◆ Requirement ◆
Rewrite each of the records below, substituting "straight-edged polygon" for every occurrence of "simplified polygon" and leaving everything else unchanged.

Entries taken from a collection
----
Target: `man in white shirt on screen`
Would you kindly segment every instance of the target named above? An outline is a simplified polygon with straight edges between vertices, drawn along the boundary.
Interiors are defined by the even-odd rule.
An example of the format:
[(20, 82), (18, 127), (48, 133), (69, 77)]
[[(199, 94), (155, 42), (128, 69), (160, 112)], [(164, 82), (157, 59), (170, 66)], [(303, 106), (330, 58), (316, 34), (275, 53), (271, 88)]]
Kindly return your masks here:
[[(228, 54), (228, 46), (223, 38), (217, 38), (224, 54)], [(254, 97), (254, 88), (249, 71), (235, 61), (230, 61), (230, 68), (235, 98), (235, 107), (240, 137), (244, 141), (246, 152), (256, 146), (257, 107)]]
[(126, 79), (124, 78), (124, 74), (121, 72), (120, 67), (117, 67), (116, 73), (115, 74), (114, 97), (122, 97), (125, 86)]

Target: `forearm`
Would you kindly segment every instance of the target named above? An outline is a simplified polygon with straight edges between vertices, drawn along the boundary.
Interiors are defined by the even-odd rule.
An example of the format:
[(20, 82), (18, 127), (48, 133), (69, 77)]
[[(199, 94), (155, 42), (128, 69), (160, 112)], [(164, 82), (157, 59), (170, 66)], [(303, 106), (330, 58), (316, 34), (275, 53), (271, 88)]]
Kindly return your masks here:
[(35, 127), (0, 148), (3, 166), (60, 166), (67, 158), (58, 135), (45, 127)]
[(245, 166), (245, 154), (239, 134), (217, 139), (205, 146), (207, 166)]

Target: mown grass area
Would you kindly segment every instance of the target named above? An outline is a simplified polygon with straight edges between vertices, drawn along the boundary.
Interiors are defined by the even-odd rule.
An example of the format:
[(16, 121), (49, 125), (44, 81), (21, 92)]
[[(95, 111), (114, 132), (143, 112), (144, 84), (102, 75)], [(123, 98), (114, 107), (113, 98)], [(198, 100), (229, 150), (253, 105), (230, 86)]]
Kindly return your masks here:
----
◆ The output ◆
Target: `man in white shirt on screen`
Would you kindly segment every instance of the target named above? An outline is a straight-edged polygon with straight edges between vertices, drawn along the boundary.
Interiors are defined by the even-odd rule.
An example of the format:
[(20, 82), (18, 127), (48, 133), (69, 77)]
[[(199, 94), (155, 42), (128, 69), (160, 112)], [(164, 82), (157, 59), (170, 66)], [(303, 106), (330, 58), (316, 34), (275, 53), (271, 88)]]
Kindly return your masks here:
[[(228, 54), (228, 46), (223, 38), (217, 38), (224, 54)], [(254, 97), (254, 88), (249, 71), (235, 61), (230, 61), (230, 68), (235, 98), (235, 107), (240, 137), (244, 141), (246, 152), (256, 146), (257, 107)]]
[(126, 79), (124, 78), (124, 74), (121, 72), (120, 67), (117, 67), (116, 73), (115, 74), (114, 97), (122, 97), (125, 86)]

Target: `forearm`
Would you kindly segment every instance of the target named above? An outline is a straight-edged polygon with straight edges between vertices, drawn along the boundary.
Interiors are defined by the even-odd rule.
An example of the format:
[(20, 82), (18, 127), (48, 133), (69, 77)]
[[(199, 94), (155, 42), (128, 69), (160, 112)], [(164, 82), (157, 59), (170, 66)], [(303, 106), (330, 58), (316, 34), (275, 53), (271, 88)]]
Kindly return your masks here:
[(35, 127), (0, 148), (3, 166), (60, 166), (67, 158), (58, 135), (45, 127)]
[(245, 166), (245, 154), (239, 134), (217, 139), (205, 146), (207, 166)]

Target: mown grass area
Would you kindly segment every instance of the target named above? An outline is a straight-edged polygon with straight edges between vertices, drawn along the boundary.
Interiors are defined by the even-odd rule.
An example of the format:
[(16, 121), (49, 125), (44, 81), (21, 92)]
[[(95, 111), (114, 132), (143, 112), (144, 84), (102, 75)], [(123, 98), (114, 107), (113, 98)], [(198, 100), (229, 150), (253, 105), (230, 86)]]
Kindly return your masks here:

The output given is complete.